### What is required
Copy out the stretch of the stored items from the start through the line containing "box: [94, 264, 213, 373]", both ends included, and leave the pictures out.

START Input

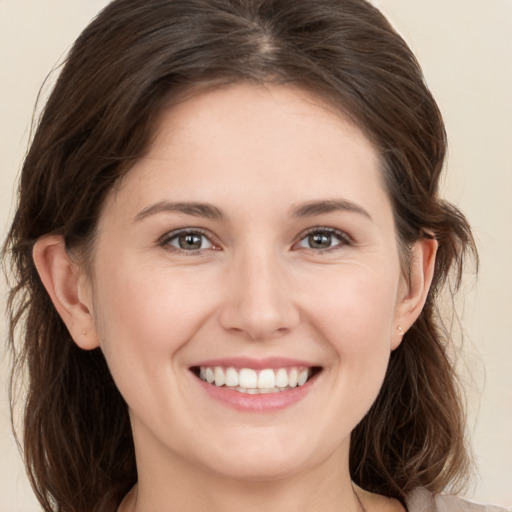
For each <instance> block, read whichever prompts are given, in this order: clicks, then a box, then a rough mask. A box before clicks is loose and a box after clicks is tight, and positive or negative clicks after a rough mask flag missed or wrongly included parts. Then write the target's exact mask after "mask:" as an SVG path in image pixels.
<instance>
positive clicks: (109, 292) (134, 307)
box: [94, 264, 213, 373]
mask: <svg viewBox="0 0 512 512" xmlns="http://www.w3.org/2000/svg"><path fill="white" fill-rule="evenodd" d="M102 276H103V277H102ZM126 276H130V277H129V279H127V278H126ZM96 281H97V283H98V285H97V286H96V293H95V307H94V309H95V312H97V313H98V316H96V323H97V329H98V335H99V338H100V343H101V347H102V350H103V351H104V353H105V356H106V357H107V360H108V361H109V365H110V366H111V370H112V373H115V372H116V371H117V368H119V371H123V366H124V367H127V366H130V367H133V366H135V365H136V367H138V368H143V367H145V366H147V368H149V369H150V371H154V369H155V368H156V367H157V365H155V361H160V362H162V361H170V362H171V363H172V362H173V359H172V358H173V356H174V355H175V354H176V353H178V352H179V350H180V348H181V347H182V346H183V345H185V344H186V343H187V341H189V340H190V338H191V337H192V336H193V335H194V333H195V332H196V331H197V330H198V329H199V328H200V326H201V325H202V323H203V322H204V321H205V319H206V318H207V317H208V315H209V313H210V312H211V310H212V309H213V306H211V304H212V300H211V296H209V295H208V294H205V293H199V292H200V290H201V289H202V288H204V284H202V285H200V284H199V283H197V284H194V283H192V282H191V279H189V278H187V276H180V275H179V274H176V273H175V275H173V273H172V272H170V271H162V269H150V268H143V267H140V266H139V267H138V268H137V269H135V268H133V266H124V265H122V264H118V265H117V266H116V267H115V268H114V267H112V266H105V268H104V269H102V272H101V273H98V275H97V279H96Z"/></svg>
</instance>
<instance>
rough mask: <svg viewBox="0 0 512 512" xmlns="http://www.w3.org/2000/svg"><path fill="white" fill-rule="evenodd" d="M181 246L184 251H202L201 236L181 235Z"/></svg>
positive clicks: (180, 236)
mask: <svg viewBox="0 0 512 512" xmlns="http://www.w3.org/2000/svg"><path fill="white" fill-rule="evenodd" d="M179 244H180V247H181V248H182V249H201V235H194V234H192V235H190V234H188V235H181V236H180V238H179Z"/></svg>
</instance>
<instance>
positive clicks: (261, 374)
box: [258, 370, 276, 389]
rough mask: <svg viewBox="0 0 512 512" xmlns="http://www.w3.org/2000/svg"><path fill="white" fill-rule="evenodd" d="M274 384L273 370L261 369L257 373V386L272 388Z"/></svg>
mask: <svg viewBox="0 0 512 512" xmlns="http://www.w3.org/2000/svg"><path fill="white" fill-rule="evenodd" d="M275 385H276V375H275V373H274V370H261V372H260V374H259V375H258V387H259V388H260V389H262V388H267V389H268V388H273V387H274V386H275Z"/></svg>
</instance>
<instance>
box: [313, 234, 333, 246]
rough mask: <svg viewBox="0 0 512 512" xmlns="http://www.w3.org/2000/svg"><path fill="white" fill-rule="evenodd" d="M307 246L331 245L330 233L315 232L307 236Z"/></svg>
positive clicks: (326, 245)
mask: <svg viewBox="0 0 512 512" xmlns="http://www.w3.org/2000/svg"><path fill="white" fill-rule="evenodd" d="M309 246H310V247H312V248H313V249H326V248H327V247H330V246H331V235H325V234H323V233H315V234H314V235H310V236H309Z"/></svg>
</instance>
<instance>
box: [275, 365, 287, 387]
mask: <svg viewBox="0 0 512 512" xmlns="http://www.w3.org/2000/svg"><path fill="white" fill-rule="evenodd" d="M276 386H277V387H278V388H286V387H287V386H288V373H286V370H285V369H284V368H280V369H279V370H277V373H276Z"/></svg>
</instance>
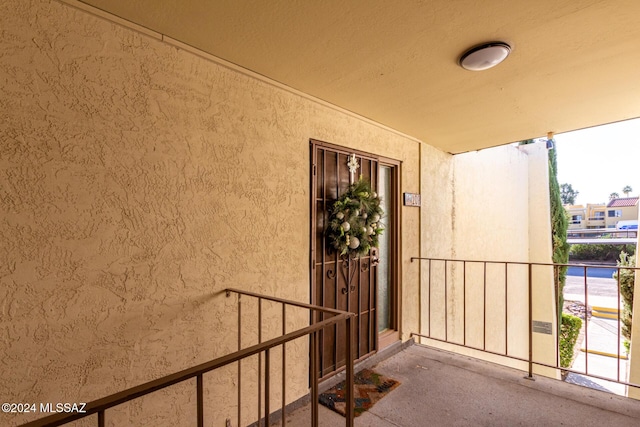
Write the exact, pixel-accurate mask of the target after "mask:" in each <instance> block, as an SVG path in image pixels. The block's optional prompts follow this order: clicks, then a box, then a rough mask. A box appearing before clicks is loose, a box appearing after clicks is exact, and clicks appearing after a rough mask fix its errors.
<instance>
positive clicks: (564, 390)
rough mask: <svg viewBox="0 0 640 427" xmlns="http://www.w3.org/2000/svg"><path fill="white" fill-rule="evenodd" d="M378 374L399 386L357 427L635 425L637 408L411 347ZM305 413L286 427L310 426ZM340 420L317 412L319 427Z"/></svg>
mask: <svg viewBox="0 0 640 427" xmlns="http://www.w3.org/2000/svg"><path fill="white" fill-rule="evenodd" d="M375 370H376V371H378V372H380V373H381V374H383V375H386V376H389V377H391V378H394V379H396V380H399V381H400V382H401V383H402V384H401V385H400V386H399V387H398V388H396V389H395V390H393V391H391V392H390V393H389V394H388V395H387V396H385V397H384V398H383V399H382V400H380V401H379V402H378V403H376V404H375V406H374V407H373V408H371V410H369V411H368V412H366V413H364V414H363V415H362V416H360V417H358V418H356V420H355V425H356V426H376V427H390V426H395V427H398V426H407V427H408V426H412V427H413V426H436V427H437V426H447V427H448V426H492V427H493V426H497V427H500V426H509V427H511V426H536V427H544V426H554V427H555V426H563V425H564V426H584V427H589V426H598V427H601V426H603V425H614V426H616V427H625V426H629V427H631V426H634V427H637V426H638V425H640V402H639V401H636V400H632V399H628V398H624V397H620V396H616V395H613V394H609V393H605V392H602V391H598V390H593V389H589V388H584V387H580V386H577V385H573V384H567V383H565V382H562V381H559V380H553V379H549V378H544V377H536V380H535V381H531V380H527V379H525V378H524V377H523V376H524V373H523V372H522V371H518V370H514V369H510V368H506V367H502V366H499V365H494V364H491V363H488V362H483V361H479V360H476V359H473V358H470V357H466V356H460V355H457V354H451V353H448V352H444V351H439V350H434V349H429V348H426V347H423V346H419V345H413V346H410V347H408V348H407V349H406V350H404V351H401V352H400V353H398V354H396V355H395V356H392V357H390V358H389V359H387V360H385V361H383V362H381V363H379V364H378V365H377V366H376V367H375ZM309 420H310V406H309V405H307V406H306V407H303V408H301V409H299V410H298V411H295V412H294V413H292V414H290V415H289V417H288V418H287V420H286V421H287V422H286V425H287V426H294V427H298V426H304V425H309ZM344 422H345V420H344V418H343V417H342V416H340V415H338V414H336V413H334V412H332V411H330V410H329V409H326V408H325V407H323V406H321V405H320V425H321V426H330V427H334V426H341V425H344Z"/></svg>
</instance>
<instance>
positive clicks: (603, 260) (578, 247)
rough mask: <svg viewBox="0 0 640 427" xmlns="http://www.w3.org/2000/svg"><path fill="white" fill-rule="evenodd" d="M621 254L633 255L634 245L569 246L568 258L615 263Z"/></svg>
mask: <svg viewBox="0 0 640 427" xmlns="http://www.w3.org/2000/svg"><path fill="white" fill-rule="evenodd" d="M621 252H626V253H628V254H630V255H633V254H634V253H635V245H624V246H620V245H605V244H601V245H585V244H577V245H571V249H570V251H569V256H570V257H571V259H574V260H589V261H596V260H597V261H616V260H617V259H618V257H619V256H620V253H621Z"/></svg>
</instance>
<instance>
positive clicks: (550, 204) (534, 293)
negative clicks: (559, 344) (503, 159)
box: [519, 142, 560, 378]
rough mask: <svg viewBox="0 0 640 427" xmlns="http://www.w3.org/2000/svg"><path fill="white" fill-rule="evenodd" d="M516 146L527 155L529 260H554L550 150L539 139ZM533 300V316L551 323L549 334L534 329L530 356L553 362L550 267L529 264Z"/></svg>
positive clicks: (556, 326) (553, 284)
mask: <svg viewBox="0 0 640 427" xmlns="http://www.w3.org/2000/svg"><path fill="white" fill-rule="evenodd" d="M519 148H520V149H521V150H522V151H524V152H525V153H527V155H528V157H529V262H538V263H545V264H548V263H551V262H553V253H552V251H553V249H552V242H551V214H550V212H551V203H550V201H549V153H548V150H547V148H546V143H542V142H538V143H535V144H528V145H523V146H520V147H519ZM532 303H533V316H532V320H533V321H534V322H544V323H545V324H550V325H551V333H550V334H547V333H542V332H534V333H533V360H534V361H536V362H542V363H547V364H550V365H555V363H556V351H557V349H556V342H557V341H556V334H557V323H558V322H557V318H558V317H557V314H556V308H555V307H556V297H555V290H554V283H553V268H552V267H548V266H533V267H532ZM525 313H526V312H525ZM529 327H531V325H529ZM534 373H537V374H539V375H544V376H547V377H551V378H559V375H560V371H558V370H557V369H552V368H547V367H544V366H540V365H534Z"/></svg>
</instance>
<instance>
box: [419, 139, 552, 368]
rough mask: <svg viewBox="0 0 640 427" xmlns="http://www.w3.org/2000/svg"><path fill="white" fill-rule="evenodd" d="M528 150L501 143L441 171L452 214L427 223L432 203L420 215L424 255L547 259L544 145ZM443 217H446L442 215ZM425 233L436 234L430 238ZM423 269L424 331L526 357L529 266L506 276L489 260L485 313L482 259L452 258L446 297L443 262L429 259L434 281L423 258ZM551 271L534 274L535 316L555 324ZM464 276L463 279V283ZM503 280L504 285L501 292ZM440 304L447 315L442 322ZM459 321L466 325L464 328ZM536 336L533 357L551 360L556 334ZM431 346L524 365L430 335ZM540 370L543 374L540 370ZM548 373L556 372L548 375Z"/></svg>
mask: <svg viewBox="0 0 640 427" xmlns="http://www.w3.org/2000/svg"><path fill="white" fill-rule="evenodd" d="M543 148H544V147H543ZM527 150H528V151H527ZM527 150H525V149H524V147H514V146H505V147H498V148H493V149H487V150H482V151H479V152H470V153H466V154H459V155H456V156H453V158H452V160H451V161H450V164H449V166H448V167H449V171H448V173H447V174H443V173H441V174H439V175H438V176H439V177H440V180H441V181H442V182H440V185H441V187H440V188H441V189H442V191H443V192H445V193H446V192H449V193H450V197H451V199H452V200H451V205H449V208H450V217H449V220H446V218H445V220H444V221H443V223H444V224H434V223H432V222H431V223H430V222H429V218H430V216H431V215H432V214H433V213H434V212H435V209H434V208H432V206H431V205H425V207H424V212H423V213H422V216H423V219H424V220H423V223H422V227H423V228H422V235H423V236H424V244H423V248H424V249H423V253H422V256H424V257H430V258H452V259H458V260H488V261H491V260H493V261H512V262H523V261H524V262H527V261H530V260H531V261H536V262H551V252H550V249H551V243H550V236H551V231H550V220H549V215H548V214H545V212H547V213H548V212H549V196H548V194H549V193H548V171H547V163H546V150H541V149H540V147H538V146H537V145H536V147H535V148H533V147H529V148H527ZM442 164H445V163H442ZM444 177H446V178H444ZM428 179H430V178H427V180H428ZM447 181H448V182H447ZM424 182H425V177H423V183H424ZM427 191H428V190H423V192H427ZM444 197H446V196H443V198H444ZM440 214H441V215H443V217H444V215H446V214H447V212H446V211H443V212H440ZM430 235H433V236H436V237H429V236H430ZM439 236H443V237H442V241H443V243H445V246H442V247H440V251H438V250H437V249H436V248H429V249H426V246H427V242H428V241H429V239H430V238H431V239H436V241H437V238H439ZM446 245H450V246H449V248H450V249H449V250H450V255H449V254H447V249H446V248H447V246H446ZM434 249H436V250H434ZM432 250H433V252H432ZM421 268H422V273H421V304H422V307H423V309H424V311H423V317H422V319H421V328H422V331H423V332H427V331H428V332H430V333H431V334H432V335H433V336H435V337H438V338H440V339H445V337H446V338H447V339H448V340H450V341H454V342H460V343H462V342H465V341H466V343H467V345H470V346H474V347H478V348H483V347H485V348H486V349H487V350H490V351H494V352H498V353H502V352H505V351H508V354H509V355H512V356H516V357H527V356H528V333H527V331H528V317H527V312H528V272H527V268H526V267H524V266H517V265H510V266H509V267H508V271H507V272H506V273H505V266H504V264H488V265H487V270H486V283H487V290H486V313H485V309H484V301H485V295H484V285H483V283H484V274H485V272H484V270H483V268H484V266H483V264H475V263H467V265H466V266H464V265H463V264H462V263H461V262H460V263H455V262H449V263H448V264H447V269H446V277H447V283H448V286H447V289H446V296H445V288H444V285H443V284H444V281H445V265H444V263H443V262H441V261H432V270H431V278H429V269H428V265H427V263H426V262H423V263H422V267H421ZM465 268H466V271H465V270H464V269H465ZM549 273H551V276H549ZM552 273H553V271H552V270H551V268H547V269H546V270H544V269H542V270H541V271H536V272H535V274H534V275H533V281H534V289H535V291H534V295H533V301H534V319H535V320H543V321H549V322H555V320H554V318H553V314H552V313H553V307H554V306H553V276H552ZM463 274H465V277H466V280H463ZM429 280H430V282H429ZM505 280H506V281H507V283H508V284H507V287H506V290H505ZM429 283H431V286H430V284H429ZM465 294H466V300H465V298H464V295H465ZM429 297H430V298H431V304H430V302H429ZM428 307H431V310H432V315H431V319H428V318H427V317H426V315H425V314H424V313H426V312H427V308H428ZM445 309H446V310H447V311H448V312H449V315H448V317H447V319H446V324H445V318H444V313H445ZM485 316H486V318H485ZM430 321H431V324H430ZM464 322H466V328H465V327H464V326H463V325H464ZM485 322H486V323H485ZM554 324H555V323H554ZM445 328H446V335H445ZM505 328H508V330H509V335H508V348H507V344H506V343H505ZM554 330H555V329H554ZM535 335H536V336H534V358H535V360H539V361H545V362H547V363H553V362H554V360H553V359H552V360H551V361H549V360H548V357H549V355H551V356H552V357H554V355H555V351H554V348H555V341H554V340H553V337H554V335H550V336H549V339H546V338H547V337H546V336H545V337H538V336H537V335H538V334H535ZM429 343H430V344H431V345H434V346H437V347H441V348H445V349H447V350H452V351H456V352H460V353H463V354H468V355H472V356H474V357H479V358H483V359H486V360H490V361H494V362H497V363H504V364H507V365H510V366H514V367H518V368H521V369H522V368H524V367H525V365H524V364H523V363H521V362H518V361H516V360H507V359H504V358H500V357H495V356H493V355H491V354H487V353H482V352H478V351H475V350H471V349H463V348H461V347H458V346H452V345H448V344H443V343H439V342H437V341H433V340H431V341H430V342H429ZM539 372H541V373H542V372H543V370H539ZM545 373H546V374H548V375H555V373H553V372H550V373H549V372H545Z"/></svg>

END Input

### Exercise response
For each <instance> block, read whichever prompts are given, in this order: clicks, then a box, then a rough mask. A box before clicks is loose and a box after clicks is tight, and positive or negative clicks after a rough mask flag missed or wrongly included parts. Then write the target's exact mask after "mask:" as an SVG path in image pixels.
<instance>
positive clicks: (109, 292) (134, 307)
box: [94, 264, 213, 373]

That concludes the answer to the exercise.